### Page excerpt
Secondary school in Miskolc, Hungary

Ferenc Földes Secondary School (Földes Ferenc Gimnázium) is a secondary school in Miskolc, Hungary. It is famous for being one of the best secondary schools of the country.

==History==
The school came into being in 1953 with the unification of György Fráter Catholic Secondary School and József Lévay Protestant Secondary School. As a successor of these renowned institutions, it has a history of more than 450 years.

The Protestant Secondary School was first mentioned in 1560 by Jenő Zoványi, in a work about the history of Protestantism in Hungary. In 1731 supervision over the school was given to the Roman Catholic Church. In 1881 the primary school was separated from the secondary school. In 1944, during the German occupation of the country the building was used for military purposes, and the school could move back only in 1946. On July 15, 1948, like all other schools in Hungary at the time, it was expropriated by the State.

The other predecessor, the Catholic Secondary School was founded in 1729 by Didák Kelemen, a member of the Conventual Friars Minor. Its first building was a small one with only two classrooms. It stood on today's Kazinczy Street, not far from the present building of the school. During the following 100 years, the institution had to move several times, since its building was destroyed for various reasons on numerous occasions. During the war of independence in 1848–49 the building was used as part of a military hospital. The big flood of 1878 damaged the building, and the school lost its library of several thousand books.

In 1886 it went into state property, and was renamed Royal Catholic Secondary School. Between 1910 and 1911 the new building of the school – designed by Gyula Orczy – was built on Heroes Square and the same building is used by the school since then.

From 1914 to 1916 there was a military hospital in the building. In 1922 the school took the name of György Fráter because of a new law made in the previous year mandating that all secondary schools have to be named after important persons in Hungarian history. In 1936 it already had 946 students, which made it the second-largest school in Hungary.

During World War II a military hospital used the building again, and in 1944 it was hit by a bomb. The school could move back only in 1945, but in 1949 it had to move out again, because the Ministry gave the building to the newly formed Technical University (the predecessor of today's University of Miskolc.) In 1952 the university moved to the newly built district, University Town, and the secondary school – which took the name of Ferenc Földes in 1950 – got its building back.

In 1953 the two schools were united. The school bears the name of Földes ever since then, except for a short period during the Revolution in 1956, when it bore the name of István Széchenyi. Since the end of the Socialist era (1989) there have been debates about changing the school's name, mostly because Földes was a Communist.

In 1991 the Földes Secondary School was the first secondary school of the city to start six-year courses. (In the past decades Hungarian children spent 8 years in primary school, which was followed by 4 years in secondary school. In the 1990s several secondary schools started six-year courses, where students could apply after they've spent six years in primary school, and eight-year courses, where they could apply after 4 years in primary school – see Education in Hungary for further details. Currently, Földes Secondary School does not plan to start eight-year courses.)

In the early 2000s, the school received government funding and was able to expand the building. This solved the problem of insufficient space in the building, which previously compounded by the introduction of six-year courses and dividing students into smaller groups for foreign language classes. The new wing has a new gym, larger and more modern than the three gyms in the old part of the building, and a larger library. Construction was finished in 2003.

Among the traditions of the school are the Földes Ball and the "Day of Culture" when students perform plays and music.

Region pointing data
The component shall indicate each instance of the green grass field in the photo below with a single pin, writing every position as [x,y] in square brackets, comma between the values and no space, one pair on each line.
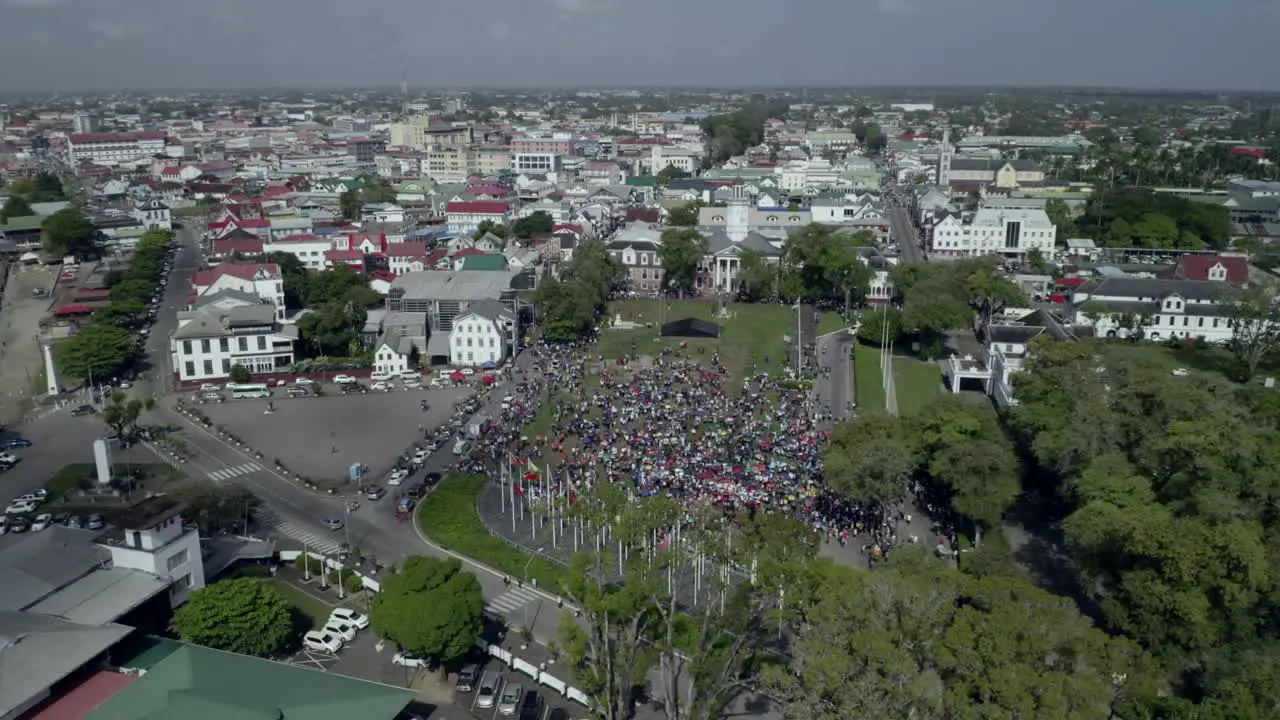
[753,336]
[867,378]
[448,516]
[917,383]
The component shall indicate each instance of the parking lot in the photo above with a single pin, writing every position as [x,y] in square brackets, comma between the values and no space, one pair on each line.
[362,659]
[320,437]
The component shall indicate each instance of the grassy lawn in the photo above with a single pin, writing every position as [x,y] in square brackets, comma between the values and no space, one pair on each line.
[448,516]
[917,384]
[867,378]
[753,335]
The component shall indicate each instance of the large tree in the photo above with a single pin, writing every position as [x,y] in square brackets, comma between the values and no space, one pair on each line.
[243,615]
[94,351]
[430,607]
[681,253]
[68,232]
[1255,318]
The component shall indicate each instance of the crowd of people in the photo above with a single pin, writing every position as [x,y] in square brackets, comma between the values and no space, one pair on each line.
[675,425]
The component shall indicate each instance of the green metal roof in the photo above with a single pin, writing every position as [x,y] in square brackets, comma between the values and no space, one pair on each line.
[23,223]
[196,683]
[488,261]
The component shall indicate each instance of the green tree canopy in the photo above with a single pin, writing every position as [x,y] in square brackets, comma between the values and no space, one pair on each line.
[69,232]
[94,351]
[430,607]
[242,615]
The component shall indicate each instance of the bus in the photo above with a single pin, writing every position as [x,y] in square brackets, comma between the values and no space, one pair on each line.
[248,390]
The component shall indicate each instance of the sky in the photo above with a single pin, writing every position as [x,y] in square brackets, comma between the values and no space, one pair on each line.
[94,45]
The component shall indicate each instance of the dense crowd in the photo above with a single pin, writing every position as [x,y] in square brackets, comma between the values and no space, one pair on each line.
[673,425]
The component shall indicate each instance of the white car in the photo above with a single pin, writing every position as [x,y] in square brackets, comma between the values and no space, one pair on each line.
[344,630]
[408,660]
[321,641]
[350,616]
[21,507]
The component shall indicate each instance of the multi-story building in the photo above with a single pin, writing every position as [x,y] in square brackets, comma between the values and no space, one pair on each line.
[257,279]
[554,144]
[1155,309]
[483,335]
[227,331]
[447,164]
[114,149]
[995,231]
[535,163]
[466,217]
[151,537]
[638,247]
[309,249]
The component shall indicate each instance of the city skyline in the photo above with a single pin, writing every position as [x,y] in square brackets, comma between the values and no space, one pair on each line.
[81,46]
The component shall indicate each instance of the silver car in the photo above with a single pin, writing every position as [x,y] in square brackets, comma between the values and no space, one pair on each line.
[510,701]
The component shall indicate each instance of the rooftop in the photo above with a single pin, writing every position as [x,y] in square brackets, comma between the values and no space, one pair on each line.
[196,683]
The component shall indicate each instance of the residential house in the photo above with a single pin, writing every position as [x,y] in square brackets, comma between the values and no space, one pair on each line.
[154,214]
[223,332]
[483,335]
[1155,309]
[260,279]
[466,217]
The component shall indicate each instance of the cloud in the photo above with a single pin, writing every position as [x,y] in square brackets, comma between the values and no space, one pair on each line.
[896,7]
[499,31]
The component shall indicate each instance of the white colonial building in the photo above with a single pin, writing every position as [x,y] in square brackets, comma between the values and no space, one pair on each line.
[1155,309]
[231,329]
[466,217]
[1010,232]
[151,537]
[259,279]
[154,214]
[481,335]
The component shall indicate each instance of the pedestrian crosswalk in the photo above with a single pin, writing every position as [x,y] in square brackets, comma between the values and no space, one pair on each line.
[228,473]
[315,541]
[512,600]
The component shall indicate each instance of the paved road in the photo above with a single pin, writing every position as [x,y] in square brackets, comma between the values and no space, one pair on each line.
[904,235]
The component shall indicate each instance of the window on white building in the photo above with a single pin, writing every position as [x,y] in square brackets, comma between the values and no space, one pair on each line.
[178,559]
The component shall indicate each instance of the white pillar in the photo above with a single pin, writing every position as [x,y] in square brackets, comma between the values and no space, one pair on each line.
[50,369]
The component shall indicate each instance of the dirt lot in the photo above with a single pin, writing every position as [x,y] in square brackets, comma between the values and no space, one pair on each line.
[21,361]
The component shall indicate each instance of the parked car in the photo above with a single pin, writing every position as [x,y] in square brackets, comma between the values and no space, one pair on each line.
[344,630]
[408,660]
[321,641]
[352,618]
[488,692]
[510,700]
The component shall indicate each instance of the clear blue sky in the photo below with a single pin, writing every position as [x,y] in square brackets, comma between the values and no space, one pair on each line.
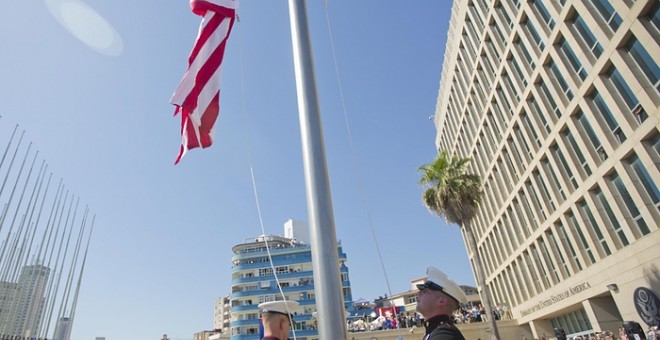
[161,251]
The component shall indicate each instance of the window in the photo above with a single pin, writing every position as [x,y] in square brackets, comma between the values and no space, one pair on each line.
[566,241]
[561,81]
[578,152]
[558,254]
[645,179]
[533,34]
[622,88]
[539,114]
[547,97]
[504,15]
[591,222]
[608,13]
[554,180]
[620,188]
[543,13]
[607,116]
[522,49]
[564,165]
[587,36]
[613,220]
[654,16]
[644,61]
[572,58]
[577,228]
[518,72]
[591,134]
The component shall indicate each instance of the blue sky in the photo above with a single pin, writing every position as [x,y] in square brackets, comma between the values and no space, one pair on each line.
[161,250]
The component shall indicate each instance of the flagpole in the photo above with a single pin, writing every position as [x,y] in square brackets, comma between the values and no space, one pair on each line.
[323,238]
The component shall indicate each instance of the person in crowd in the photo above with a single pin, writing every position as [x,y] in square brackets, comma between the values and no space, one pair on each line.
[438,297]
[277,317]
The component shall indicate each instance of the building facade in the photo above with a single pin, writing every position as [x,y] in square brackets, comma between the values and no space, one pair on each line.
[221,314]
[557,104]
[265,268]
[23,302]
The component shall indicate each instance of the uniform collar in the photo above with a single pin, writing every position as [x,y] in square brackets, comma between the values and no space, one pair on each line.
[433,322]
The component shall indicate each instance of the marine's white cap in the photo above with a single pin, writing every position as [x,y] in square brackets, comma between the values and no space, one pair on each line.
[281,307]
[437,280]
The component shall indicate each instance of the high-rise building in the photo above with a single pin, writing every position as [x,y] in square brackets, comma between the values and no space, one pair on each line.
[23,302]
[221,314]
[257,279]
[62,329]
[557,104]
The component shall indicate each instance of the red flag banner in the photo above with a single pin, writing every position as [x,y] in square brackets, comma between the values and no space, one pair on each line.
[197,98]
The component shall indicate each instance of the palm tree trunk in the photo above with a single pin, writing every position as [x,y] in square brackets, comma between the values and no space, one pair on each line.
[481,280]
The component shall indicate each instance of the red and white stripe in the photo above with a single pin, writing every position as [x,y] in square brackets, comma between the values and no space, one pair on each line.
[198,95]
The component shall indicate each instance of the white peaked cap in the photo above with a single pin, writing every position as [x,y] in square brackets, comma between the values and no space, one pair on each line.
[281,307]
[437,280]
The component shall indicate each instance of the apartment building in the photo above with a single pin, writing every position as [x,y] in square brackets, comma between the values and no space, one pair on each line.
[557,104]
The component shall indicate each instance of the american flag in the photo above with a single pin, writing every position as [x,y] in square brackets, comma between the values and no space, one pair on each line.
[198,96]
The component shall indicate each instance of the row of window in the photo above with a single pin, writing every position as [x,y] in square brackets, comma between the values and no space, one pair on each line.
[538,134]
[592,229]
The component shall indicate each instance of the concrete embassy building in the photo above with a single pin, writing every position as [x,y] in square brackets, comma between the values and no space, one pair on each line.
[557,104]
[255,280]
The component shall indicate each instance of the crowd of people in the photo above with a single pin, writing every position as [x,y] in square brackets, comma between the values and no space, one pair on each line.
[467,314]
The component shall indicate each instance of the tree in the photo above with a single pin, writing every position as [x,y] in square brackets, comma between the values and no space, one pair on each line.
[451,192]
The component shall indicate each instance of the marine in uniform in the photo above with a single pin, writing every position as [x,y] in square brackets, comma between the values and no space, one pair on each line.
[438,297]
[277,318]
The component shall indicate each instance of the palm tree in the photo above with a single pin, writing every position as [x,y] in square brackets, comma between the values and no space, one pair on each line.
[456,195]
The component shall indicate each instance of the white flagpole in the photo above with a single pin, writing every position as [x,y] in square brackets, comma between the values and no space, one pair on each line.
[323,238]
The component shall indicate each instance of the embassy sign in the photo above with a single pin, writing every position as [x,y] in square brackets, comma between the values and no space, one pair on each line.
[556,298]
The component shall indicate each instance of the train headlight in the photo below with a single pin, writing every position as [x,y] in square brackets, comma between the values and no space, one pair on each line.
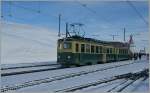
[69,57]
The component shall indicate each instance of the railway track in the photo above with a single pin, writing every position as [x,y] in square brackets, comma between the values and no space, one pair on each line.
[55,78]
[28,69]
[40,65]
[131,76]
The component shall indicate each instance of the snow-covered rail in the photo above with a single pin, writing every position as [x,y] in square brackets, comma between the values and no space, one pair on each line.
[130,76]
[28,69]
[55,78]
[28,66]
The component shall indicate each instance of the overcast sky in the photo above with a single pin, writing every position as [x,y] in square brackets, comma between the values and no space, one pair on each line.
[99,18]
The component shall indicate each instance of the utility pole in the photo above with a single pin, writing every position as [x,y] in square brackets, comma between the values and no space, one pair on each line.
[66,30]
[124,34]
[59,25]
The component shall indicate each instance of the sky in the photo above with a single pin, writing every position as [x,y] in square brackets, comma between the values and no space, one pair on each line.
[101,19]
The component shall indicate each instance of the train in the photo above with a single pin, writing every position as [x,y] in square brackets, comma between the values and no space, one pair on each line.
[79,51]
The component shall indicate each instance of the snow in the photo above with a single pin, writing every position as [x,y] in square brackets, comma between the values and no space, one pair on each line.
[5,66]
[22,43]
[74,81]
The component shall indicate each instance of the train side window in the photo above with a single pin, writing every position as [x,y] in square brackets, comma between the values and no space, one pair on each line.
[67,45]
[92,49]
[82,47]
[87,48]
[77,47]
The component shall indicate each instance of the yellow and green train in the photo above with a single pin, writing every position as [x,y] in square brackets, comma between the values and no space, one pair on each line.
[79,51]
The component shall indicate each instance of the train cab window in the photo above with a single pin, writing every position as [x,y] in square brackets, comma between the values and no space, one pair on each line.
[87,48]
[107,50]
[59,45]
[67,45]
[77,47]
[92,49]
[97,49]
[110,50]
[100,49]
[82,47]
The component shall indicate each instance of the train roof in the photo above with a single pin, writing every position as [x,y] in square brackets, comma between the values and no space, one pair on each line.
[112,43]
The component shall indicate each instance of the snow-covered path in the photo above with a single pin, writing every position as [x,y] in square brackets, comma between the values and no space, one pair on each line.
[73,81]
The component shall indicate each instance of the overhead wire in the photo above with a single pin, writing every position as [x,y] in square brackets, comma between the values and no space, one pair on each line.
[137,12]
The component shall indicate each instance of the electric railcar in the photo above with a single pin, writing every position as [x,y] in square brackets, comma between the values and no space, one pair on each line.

### Problem requirements
The Miskolc school history says that in 1922 the Catholic school took the name of György Fráter. Why did it take that name?

### Response
A law passed the year before required every secondary school to be named after an important person in Hungarian history, so the school took the name of György Fráter.